Written task A:
Answer each of these questions from the IPv6 forwarding message, one line per answer, marked (i), (ii), (iii).
(i) What kinds of forwarding does the writer believe most deployed IPv6 routers use?
(ii) Which merchant silicon firm is named as an example?
(iii) Within roughly how many years would Moore's Law defeat any claim that 20 bits is adequate?
Written task B:
For each statement, decide whether the IPv6 forwarding message agrees with it. Answer yes or no, and quote the words of the message that settle it.
(i) Most IPv6-capable ASIC forwarding engines are programmable.
(ii) The writer thinks re-allocating the 4 bits is entirely possible.
(iii) NP-based forwarding is described as the most common kind.
Written task C: In the IPv6 forwarding message, recast the paragraph beginning "I believe that most deployed IPv6 routers" as a short bulleted list that keeps its main facts.

--- start Document passage ---

That claim presumes that a typical IPv6 router is using CPU-based
packet forwarding.  I believe that assumption to be incorrect.
(By the way, this assumption underlies a lot of the discussion
on the IPv6 list.  Those of us who build ("have built", in my own 
case) real routers try to speak up about this from time to time,
apparently without having much impact on WG thinking.

I believe that most deployed IPv6 routers are using ASIC-based
or FPGA-based forwarding of IPv6 packets.  NP-based forwarding
is not uncommon, but is probably less common.  An advantage
of NP-based forwarding engines or FPGA-based forwarding engines
is that new capabilities can be added on the fly.  While some
deployed ASIC-based forwarding engines are programmable, most 
IPv6-capable ASIC forwarding engines are not programmable.

Even the really low-cost consumer electronics routers that 
support IPv6 generally do so via commodity silicon packet 
processors offered by a range of different merchant silicon 
firms based in various countries (example: Broadcom).

Since the majority of the lifespan of IPv6 is well into the 
future, and deployment today remains pretty small today,
compared with say 3 years from now, re-allocating those 4 bits 
seems entirely possible to me.

> Also 16 bits might make it too easy for a malicious party
> to predict flow label values.

That makes no mathematical sense to me.

To the extent 16 bits is problematic, 20 bits also would be
problematic.  So that argument also does not make sense to me.
Even if someone has formal maths behind that claim, which so far
I haven't seen claimed on the IPv6 WG list, Moore's Law would
defeat any claim that 20 bits is adequate within ~5 years.

--- end Document passage ---
--- start Material shown ---

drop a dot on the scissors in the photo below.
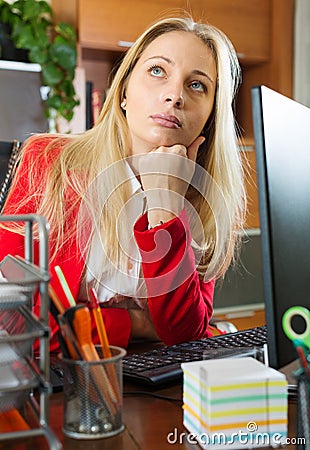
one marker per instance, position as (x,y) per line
(287,324)
(301,341)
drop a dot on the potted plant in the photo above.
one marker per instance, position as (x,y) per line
(30,25)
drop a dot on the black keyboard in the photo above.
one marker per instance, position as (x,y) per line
(163,365)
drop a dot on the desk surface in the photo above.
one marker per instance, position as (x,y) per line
(148,423)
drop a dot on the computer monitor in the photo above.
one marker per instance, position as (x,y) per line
(22,107)
(282,145)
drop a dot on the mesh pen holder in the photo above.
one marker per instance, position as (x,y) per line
(303,409)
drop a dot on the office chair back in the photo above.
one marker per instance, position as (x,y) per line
(8,155)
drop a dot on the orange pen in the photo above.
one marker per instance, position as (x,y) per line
(95,307)
(82,327)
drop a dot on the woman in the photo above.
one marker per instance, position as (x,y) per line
(145,206)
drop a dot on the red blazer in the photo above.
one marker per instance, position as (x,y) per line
(183,308)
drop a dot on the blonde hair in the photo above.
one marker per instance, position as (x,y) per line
(108,142)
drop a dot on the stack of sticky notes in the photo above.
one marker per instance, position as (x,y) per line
(234,403)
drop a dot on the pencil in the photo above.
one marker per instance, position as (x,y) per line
(59,306)
(100,324)
(103,338)
(64,285)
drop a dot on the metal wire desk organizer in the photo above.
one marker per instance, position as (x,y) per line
(24,384)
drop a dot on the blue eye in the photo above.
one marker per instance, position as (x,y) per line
(157,71)
(198,86)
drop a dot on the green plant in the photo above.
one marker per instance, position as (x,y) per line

--- end Material shown ---

Response A:
(i) ASIC-based or FPGA-based forwarding of IPv6 packets
(ii) Broadcom
(iii) About 5 years

Response B:
(i) No: "most IPv6-capable ASIC forwarding engines are not programmable."
(ii) Yes: "re-allocating those 4 bits seems entirely possible to me."
(iii) No: "NP-based forwarding is not uncommon, but is probably less common."

Response C:
- The writer believes most deployed IPv6 routers forward IPv6 packets with ASIC-based or FPGA-based engines.
- NP-based forwarding is not uncommon but is probably less common.
- NP-based and FPGA-based engines can have new capabilities added on the fly.
- Some deployed ASIC-based engines are programmable, but most IPv6-capable ASIC engines are not.